CONSIGNES:
(a) Les affirmations suivantes sont-elles conformes au texte présenté ? (i) Léopold Sédar Senghor enseigne à l’École d’Administration de la France d’Outre-Mer. (ii) Abdou Diouf est un élève médiocre de cette école. (iii) Senghor crée le poste de Premier ministre sans la moindre hésitation. Répondez par oui ou non et citez les mots du texte qui tranchent.
(b) D’après le texte présenté, qu’apprend-on à l’École d’Administration de la France d’Outre-Mer ? Énumérez tout ce qu’il mentionne.

TEXTE PRÉSENTÉ:
•••

À l’École d’Administration de la France d’Outre-Mer, ça apprend à toiser la négraille avec quelque commisération, à mâter les récalcitrants et à deviner la direction des intérêts de la Métropole. Léopold Sédar Senghor y enseigne, Abdou Diouf y apprend, c’est même un premier de la classe. De ces monstres froids, fayots appliqués, ces cocktails de complexes, peu sûrs d’eux, larbins studieux, sans âme, inquiets de la moindre désapprobation des profs, à l’écoute des soupirs du maître, égocentriques oublieux, qui ne se retournent pas sur ceux qui les propulsent vers les sommets, détruisant sans un frisson de miséricorde tout ce qui fait salissure sur leur habit de lumière.
C’est après huit années d’hésitations qu’en 1970 Senghor se résout à créer le poste de Premier ministre, qu’il accompagne de son néologisme, la Primature.

•••

DONNÉES BRUTES:
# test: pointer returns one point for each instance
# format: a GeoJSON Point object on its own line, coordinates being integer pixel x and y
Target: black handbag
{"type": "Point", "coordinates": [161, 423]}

•••

RÉPONSES AUX CONSIGNES:
(a)
(i) Oui : « Léopold Sédar Senghor y enseigne »
(ii) Non : « c’est même un premier de la classe »
(iii) Non : « C’est après huit années d’hésitations qu’en 1970 Senghor se résout à créer le poste de Premier ministre »

(b)
- toiser la négraille avec quelque commisération
- mâter les récalcitrants
- deviner la direction des intérêts de la Métropole